**Passage shown:**
>> begin
With Western military analysts predicting a campaign that could stretch into months, if not years, US Defense Secretary Donald Rumsfeld promised that Afghanistan would not turn into a quagmire for the world's sole remaining superpower.
"It's not a quagmire at all. It's been three weeks that we've been engaged in this," Rumsfeld said on ABC's This Week, speaking to a nation still smarting from its protracted and futile battle in Vietnam several decades ago.
Conceding that the Taliban still had some jet fighters, helicopters, surface-to-air missiles and anti-aircraft Stinger missiles, Rumsfeld said he foresaw a "long, long effort" that could include the use of more US ground troops.
On the Pakistani border, a huge crowd of Pakistanis and exiled Afghans were preparing to cross over to help the Taliban, carrying a dizzying array of arms from 19th-century muskets to machineguns.
Pakistan itself, the shaky linchpin of the US-led anti-Taliban coalition, saw fresh violence after masked gunmen on motorcycles shot and killed 15 Christians in a church in Bahawalpur after shouting, "Allah-u-Akbar[God is Greater]."
Pakistani President Pervez Musharraf, whose military government has come under sharp pressure from hard-line Islamic groups opposed to US strikes against Afghanistan, said the attack had clearly involved "trained terrorists."
US officials, seeking to bolster their most important ally in the region, said they believed Musharraf's government was stable.
"This really is good versus evil and the Pakistani government has joined the side of the good," Card said on Sunday.
Questions remained, not only about Pakistan's future but that of Afghanistan itself.
>> end
**Data entries:**
>> begin
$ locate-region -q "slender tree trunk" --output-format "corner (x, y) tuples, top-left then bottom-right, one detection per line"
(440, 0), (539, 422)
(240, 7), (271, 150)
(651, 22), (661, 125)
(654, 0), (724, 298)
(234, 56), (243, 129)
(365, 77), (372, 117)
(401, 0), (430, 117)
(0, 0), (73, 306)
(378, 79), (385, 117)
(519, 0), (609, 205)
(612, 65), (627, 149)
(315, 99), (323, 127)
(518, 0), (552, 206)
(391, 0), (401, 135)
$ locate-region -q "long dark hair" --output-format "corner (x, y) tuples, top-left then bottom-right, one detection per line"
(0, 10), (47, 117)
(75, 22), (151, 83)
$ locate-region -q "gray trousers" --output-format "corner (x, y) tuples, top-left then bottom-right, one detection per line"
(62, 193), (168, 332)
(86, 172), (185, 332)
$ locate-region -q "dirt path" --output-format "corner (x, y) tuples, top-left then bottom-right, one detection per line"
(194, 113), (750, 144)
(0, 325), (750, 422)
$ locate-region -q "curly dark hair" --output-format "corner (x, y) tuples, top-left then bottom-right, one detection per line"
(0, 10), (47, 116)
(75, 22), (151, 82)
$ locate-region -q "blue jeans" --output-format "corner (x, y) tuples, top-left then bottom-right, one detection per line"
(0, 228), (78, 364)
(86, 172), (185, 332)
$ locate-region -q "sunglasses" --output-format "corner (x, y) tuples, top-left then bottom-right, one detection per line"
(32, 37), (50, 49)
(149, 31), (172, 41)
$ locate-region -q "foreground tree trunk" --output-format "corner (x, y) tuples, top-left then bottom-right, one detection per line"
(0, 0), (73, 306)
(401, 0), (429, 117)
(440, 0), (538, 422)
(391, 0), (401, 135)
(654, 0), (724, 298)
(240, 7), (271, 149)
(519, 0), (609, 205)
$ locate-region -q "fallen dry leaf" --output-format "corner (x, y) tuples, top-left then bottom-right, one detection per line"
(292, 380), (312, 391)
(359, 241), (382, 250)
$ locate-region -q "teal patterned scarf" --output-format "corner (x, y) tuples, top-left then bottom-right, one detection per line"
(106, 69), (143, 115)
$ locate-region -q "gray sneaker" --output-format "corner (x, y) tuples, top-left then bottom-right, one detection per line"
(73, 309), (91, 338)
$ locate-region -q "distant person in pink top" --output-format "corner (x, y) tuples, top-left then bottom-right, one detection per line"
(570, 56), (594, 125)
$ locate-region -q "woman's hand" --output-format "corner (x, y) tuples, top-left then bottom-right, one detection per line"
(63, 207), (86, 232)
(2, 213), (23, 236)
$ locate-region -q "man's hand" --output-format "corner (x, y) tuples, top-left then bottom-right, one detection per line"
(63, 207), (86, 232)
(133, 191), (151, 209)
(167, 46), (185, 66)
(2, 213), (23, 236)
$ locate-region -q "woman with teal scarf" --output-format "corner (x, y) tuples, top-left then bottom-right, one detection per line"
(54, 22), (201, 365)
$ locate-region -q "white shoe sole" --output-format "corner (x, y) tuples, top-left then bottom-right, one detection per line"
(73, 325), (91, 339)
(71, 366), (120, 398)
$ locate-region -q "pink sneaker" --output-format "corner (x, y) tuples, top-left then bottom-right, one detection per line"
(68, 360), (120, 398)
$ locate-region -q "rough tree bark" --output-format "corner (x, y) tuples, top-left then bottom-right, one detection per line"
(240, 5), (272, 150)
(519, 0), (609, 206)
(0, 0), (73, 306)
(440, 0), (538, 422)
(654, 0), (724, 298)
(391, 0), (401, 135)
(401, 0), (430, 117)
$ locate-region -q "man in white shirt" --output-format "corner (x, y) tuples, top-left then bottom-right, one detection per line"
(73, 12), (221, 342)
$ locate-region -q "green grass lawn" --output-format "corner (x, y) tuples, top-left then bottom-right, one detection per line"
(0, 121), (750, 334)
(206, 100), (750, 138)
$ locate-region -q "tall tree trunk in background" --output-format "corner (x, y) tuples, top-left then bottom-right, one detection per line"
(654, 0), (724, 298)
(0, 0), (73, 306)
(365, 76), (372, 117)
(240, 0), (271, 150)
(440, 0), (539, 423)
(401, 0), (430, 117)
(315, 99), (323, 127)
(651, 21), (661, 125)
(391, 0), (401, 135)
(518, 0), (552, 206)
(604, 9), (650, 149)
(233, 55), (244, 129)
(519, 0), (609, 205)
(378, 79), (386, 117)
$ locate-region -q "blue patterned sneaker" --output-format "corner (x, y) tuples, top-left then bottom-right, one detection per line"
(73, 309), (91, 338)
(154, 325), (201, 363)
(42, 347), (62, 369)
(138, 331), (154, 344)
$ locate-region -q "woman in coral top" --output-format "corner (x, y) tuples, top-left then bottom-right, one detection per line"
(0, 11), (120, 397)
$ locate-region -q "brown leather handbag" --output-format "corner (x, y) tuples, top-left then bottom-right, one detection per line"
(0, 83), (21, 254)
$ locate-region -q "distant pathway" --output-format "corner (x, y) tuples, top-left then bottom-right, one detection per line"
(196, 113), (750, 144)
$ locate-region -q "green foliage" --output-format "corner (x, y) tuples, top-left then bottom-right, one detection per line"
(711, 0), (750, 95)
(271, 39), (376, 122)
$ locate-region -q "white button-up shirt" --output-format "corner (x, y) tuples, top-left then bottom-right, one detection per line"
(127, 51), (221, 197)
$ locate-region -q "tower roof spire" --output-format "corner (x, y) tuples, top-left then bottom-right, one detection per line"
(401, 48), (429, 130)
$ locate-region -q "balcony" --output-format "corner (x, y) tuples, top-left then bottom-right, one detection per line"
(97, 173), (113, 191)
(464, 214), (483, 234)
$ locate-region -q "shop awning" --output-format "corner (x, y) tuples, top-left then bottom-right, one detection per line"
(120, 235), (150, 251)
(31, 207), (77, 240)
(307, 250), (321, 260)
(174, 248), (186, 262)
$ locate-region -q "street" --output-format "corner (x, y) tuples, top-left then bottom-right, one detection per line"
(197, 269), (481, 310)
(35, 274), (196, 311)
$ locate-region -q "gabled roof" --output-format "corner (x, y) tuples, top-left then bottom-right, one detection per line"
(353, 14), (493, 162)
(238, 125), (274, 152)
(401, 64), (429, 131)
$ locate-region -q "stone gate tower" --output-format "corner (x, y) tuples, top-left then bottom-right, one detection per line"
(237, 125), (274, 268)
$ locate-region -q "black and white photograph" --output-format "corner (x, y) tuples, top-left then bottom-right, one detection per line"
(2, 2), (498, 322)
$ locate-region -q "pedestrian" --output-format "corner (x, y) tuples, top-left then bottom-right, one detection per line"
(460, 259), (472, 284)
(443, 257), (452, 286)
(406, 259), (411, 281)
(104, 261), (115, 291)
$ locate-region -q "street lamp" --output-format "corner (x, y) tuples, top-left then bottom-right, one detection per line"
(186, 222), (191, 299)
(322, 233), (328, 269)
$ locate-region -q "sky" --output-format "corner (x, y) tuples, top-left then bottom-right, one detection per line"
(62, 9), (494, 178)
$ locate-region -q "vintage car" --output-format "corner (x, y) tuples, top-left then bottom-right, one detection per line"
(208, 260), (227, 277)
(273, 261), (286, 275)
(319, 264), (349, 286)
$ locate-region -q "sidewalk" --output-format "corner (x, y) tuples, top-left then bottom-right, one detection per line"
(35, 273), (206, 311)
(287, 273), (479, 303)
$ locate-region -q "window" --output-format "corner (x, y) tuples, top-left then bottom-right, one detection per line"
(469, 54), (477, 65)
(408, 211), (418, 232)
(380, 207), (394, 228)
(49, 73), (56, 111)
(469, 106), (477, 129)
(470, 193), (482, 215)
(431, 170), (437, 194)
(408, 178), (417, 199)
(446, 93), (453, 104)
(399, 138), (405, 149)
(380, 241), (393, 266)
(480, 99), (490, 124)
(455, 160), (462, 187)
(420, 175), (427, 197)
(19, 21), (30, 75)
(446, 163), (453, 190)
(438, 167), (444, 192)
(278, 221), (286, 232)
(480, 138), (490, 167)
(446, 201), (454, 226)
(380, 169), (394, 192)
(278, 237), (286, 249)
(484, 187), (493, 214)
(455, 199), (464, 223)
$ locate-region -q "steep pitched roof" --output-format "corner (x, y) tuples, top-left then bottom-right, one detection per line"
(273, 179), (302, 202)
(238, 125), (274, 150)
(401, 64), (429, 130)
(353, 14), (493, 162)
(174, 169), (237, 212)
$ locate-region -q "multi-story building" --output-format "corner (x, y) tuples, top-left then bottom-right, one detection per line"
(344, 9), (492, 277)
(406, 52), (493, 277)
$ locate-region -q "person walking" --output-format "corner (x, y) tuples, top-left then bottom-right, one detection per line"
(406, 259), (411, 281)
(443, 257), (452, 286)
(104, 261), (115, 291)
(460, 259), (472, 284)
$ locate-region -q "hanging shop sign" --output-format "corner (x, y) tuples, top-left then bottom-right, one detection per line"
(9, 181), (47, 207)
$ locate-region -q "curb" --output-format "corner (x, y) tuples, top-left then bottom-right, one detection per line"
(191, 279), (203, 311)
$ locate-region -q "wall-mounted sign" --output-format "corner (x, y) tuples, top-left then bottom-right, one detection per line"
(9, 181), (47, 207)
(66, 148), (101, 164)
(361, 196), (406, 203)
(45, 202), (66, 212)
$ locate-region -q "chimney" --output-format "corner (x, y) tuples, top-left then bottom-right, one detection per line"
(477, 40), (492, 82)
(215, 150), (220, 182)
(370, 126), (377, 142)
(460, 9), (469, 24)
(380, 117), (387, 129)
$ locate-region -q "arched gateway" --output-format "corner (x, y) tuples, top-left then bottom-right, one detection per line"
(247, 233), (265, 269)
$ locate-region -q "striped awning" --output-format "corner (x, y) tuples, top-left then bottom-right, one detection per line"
>> end
**Directives:**
1. In the news report, rewrite the paragraph that begins "Pakistan itself, the shaky linchpin" more briefly, keeping its main facts.
2. Write the next part of the news report about the Afghanistan campaign, picking up right after its last sentence.
You won't need the data entries.

**Responses to the exercise:**
1. In Pakistan, the unsteady key partner in the US-led coalition against the Taliban, masked gunmen on motorcycles shouted "Allah-u-Akbar" and then shot dead 15 Christians in a church in Bahawalpur.

2.
Afghanistan's deposed king, 87-year-old Mohammed Zahir Shah, held prayers for slain veteran mujahideen commander Abdul Haq on Sunday at his place of exile in Rome, while the UN special envoy for Afghanistan, Lakhdar Brahimi, arrived in Pakistan to begin canvassing views on forming a broad-based government to replace the purist Islamic rulers.
US officials vowed to continue the air attacks on Afghanistan, waving away suggestions the bombardment might cease once the Muslim fasting month of Ramadan begins in mid-November.
The prospect of bombs dropping on Afghan civilians during a holy month has put new strains on the US-led coalition, with leaders, including Musharraf, warning that further bombing could inflame the anti-US sentiment already flaring across the Islamic world.
In Kabul, officials said 12 civilians were killed overnight, including the family of Gul Ahmed, when US bombs shattered their mud home.
US bombing also caused civilian casualties in territory controlled by the anti-Taliban Northern Alliance, killing two people in the hamlet of Ghanikhel.